■ **Prompt**
Edit the records below, starting at the line that contains "the train in" and stopping after the line that contains "<point>692,269</point>". Replace "deepest inside" with "farthest inside" throughout that span, leave all else unchanged, and give back only those lines.

■ **Provided data**
+-------+
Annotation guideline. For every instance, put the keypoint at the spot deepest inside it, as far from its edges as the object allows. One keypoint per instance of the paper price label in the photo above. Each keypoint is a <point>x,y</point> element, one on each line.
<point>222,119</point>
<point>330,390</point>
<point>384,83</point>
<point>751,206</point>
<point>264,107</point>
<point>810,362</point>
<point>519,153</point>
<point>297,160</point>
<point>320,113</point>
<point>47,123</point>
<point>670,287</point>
+-------+
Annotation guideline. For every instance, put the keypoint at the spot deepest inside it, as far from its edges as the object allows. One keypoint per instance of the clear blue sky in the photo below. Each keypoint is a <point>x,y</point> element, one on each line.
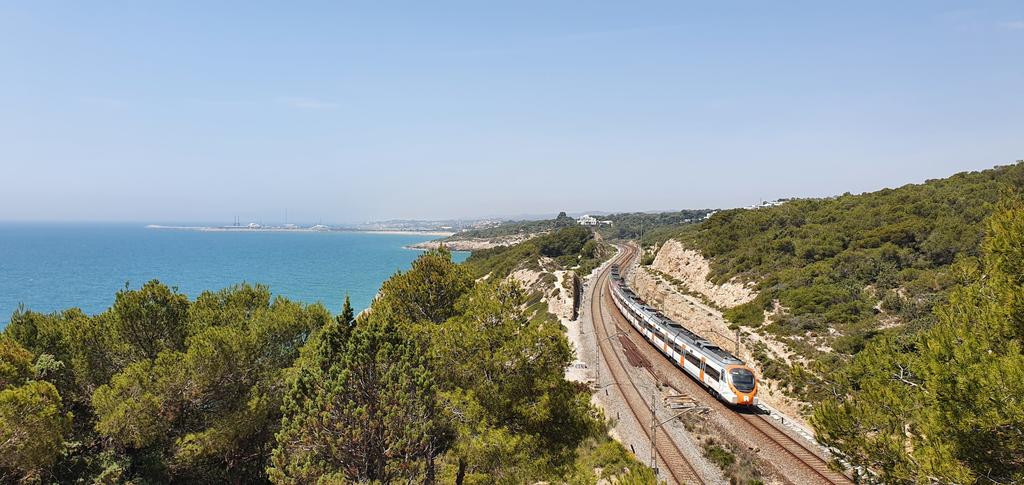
+-------+
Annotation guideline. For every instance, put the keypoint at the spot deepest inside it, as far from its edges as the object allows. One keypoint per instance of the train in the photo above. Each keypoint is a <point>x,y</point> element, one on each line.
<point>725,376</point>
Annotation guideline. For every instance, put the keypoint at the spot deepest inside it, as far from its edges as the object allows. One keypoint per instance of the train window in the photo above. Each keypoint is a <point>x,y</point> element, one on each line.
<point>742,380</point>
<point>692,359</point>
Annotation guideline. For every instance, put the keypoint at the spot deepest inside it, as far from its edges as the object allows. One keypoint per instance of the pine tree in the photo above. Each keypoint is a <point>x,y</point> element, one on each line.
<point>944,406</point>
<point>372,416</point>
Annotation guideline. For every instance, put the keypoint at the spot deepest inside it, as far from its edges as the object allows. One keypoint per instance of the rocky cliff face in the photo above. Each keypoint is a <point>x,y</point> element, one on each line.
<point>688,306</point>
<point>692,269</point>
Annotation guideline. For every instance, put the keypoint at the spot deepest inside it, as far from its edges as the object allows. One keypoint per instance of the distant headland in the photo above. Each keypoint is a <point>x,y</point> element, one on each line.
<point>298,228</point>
+-------+
■ **Solution**
Annotation guideline. For every instance, put the keypoint at the spot farthest inside it, as far from its edges as the object allows. One keypoint per instance of the train in the photo above. Each keypoint is a <point>x,y</point> element, one on each line.
<point>725,376</point>
Annotation guideline. For every instance, put the keypoint at the spot farthest inside it, as far from its edges as the object allows. One keypoint per instance of the train window in the photo above. Each keypoint is a <point>x,y</point> element, one on each line.
<point>742,380</point>
<point>692,359</point>
Annotation guideline. For every instance, put the keypoint at the spot farthest inside it, as far from its edges as the object allows. One keypoint per instance of the pine tree in the photo above. Each keypoint is a <point>x,y</point> element, one on each line.
<point>944,406</point>
<point>372,416</point>
Annotation guideline. For every instance, put the keypoint at the spot farthest inside it, as far from its edges as the object allows. One keypoint per instance of the rocky cliff face in the photo above. Each keypoint is a <point>x,y</point> element, one on each line.
<point>688,306</point>
<point>692,269</point>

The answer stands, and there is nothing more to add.